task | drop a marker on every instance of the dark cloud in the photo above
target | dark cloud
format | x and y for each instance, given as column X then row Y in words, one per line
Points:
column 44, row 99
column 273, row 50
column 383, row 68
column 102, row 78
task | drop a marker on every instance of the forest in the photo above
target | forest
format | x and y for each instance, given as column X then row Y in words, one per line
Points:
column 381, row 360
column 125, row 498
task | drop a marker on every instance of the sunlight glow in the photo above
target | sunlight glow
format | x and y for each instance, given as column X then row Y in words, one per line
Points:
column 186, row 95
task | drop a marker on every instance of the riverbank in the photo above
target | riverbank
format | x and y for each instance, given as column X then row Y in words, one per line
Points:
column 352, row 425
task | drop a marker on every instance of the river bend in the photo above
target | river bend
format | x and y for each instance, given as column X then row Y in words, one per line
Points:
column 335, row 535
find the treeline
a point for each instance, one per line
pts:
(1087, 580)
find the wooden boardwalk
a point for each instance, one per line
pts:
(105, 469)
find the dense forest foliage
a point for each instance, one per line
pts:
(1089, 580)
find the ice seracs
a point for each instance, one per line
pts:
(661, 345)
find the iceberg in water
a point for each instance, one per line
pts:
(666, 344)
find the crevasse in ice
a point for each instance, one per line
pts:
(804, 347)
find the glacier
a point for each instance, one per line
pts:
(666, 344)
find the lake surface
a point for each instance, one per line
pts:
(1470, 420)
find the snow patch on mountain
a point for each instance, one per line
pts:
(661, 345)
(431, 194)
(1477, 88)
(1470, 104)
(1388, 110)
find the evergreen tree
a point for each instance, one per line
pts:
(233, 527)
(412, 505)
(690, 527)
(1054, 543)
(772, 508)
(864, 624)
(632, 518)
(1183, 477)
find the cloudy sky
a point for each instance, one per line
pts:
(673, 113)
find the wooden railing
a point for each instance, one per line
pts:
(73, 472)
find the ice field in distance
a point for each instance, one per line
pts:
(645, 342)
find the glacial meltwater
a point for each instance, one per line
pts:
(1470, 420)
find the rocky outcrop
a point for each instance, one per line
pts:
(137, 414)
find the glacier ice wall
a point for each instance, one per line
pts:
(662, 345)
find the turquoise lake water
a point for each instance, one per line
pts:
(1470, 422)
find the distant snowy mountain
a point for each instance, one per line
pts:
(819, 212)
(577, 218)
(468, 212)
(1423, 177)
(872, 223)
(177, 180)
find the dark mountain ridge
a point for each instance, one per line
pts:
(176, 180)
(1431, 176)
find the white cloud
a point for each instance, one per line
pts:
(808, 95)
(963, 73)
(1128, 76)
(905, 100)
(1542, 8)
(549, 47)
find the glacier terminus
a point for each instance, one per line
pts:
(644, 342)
:::::
* **OBJECTIVE**
Reproduce the records above word for word, from the first line through the line containing "column 102, row 78", including both ends.

* **TASK SOLUTION**
task | drop a marker on every instance of the dark cloud in the photo above
target | dark cloud
format | x and y for each instance, given as column X then row Y in words, one per line
Points:
column 44, row 99
column 273, row 50
column 383, row 68
column 102, row 78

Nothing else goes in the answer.